자료 -
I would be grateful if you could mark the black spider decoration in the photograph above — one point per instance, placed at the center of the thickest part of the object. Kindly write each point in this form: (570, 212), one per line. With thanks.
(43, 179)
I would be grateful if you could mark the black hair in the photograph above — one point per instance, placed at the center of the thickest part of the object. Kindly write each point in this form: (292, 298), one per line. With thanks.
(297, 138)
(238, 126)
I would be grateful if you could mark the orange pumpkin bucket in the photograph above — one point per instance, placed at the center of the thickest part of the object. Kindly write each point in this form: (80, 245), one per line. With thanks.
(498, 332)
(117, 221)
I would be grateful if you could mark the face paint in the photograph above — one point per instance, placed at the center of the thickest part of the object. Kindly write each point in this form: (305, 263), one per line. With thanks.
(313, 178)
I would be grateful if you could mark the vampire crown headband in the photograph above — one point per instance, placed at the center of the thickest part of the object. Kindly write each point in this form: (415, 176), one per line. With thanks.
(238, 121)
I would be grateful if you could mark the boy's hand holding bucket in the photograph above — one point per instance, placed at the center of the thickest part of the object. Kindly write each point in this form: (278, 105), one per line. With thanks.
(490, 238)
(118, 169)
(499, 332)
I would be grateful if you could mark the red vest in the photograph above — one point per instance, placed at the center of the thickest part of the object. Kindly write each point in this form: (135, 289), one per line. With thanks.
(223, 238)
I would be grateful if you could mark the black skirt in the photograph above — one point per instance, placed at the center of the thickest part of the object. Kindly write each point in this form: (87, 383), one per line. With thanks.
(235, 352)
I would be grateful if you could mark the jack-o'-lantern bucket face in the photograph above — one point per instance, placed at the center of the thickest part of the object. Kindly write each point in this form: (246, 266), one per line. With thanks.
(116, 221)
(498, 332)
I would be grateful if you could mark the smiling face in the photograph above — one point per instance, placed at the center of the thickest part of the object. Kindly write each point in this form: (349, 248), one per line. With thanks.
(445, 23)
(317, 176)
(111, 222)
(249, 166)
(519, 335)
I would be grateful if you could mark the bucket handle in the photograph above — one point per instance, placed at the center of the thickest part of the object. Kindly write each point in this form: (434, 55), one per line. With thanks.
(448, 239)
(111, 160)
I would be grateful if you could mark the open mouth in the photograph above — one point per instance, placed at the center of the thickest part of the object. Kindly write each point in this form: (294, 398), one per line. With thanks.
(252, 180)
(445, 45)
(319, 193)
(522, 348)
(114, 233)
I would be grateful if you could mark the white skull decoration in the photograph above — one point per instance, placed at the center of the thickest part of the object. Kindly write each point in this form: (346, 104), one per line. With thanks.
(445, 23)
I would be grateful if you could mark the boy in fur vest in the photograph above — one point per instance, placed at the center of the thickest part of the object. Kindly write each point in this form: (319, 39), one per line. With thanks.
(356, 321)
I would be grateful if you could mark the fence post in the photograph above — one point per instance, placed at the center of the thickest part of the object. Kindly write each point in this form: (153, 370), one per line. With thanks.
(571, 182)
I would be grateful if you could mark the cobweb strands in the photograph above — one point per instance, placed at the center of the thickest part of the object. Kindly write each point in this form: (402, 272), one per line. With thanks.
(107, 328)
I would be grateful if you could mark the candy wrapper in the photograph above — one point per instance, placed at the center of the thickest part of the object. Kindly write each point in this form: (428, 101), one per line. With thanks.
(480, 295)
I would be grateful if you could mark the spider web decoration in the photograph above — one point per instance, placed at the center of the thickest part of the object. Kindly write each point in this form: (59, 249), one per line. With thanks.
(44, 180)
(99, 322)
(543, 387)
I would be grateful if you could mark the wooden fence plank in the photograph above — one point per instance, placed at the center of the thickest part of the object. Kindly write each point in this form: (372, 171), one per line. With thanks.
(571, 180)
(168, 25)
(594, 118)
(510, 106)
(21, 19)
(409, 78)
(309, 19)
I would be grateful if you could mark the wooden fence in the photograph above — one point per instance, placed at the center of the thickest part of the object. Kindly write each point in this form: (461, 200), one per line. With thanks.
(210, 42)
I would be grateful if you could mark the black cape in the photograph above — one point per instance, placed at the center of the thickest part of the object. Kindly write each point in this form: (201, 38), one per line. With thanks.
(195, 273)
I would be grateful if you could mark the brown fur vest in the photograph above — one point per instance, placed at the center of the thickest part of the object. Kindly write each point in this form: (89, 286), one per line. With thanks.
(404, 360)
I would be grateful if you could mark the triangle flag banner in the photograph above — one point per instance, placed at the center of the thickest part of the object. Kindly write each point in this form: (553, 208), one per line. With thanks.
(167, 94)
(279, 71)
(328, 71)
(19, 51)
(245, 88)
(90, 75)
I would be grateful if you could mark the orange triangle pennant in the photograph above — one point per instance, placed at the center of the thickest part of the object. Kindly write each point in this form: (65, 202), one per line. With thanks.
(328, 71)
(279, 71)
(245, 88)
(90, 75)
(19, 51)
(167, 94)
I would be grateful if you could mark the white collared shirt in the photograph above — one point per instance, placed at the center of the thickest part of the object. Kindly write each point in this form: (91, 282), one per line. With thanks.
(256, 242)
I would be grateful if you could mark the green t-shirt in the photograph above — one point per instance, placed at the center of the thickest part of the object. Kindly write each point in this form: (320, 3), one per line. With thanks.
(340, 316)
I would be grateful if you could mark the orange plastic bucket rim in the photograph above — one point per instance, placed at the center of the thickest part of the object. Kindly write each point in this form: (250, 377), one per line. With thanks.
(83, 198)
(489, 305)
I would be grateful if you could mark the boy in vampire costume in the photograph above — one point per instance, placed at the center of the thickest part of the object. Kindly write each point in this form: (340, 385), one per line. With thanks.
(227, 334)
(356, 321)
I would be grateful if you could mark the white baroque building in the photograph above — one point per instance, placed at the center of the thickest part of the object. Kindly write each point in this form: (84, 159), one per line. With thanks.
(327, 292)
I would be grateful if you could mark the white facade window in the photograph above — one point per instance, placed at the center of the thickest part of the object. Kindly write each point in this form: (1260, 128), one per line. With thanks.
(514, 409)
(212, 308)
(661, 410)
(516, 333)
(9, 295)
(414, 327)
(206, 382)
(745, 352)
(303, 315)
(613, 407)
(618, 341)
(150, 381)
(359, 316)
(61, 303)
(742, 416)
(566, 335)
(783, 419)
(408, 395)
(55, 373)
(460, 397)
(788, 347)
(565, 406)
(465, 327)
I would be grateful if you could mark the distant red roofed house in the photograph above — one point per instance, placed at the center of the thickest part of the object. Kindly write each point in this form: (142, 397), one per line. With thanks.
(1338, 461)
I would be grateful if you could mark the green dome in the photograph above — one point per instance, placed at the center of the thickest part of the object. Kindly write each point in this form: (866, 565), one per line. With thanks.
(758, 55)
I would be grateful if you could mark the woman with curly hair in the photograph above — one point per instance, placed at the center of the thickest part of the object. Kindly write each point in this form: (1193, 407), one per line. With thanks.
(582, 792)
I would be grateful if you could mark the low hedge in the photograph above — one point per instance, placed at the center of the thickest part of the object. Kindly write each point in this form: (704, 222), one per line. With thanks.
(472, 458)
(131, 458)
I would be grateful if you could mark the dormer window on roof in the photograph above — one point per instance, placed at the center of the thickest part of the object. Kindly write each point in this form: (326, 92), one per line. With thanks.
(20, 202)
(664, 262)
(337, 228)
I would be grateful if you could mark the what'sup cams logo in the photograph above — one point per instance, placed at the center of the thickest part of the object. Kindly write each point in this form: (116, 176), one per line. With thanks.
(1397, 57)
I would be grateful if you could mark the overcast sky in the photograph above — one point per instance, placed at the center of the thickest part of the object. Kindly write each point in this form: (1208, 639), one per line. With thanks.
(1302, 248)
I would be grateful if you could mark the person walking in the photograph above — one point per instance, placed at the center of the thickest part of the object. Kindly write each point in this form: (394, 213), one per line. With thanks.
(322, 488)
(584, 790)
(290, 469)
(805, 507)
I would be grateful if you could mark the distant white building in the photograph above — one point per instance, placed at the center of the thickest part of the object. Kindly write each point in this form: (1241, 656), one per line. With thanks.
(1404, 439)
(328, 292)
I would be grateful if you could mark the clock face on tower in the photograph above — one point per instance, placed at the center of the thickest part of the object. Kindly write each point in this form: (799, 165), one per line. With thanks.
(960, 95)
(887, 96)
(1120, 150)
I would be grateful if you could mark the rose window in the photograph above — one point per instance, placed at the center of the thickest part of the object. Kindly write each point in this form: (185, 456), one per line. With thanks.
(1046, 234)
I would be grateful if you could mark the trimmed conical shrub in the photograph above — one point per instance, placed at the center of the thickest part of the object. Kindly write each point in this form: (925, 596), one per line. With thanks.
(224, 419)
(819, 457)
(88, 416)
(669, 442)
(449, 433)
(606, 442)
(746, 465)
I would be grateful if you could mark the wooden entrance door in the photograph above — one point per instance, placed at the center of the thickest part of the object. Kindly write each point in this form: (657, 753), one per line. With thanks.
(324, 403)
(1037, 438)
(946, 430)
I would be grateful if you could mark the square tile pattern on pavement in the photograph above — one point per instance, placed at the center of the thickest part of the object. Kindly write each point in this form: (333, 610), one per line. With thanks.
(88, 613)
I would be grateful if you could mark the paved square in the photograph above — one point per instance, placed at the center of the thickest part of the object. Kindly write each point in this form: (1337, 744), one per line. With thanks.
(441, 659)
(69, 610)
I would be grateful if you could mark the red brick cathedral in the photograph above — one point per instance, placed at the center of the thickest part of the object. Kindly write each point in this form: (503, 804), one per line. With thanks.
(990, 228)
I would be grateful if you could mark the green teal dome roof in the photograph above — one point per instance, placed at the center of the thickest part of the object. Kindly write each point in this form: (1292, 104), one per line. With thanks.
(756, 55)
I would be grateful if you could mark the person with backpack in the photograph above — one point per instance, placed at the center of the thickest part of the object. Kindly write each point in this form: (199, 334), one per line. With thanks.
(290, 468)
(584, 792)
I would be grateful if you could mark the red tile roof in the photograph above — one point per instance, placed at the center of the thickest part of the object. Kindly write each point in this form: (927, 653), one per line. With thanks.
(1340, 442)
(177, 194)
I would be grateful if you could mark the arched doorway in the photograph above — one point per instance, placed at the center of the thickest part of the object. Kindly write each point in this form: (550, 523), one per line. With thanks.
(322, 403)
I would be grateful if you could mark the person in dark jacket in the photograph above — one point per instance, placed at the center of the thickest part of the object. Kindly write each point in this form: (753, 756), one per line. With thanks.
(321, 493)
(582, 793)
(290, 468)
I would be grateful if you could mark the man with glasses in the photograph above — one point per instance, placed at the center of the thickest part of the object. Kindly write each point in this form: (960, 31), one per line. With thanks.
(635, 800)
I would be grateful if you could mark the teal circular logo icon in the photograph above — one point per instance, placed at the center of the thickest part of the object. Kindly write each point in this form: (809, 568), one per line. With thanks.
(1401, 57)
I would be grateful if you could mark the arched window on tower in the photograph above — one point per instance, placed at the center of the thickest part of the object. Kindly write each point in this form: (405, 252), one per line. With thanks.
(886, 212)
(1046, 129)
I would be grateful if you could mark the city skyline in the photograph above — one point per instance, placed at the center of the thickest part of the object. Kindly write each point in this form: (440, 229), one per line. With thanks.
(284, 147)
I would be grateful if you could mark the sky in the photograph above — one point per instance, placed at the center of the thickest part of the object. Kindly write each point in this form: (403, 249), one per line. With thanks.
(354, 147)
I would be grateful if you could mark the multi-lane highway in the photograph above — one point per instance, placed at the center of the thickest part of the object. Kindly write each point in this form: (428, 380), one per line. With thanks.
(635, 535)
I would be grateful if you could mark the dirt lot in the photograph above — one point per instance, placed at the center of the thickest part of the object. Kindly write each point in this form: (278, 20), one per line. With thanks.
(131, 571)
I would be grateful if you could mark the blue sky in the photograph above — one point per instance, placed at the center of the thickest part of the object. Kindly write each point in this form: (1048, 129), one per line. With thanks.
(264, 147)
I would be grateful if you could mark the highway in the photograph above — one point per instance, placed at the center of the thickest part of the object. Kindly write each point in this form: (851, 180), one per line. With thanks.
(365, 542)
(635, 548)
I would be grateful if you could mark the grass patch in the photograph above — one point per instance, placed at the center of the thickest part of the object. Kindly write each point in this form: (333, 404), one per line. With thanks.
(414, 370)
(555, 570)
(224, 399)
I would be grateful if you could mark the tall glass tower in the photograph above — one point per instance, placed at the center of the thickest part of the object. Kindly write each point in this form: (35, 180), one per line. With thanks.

요청 -
위 데이터에서 "I would be grateful if you could mark the orange plastic" 문구가 있는 줄부터 "(1338, 461)" 문구가 있는 줄까지, 양 끝 줄을 포함하여 한 글자도 바꾸지 말고 그대로 옮겨 적으세요.

작성 답변 -
I would be grateful if you could mark the orange plastic bucket rim in the photograph above — one point per instance, placed at the center of the thickest part of the object. Kindly write each point in this form: (250, 377), one per line. With thanks.
(83, 198)
(489, 305)
I would be grateful if you could mark the boy in vampire costume in the photograph above — one point per instance, placed at the center of the thickest part of the object. Kindly write each point in this form: (340, 385), one per line. With thanks.
(227, 334)
(356, 321)
I would be grateful if you could mark the white baroque building in the photograph above — one point per instance, placed at the center of the thickest part of the object. Kindly write each point in this form: (84, 159), one per line. With thanks.
(327, 292)
I would be grateful if you could mark the white facade window in the photograph above — one point per instance, placed at the center of the thickest part of the object. Kindly write each point in this form: (1260, 128), one per line. With thanks.
(514, 409)
(212, 308)
(661, 410)
(516, 333)
(9, 295)
(414, 327)
(206, 382)
(745, 352)
(303, 315)
(613, 407)
(618, 341)
(150, 381)
(359, 316)
(61, 303)
(742, 416)
(566, 335)
(783, 419)
(408, 395)
(55, 373)
(460, 397)
(788, 347)
(565, 406)
(465, 327)
I would be grateful if you could mark the distant red roofed house in the photograph above — one point per instance, placed at the center of the thickest part of the object. Kindly write each point in this form: (142, 397), one per line. With thanks.
(1338, 461)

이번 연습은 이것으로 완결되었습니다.